**Written task**
Reproduce all of the material below, including the request line. Shift every x and y coordinate in the answers by adding 3, and leave the request and its format sample unchanged.
----------------------------------------
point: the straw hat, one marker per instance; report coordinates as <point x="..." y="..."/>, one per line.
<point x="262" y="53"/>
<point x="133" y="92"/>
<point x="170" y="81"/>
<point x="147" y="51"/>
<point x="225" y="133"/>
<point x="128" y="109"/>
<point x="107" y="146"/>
----------------------------------------
**Task output**
point: the straw hat, one marker per instance; report coordinates as <point x="..." y="..."/>, one per line.
<point x="265" y="56"/>
<point x="136" y="95"/>
<point x="173" y="84"/>
<point x="150" y="54"/>
<point x="228" y="136"/>
<point x="131" y="112"/>
<point x="110" y="149"/>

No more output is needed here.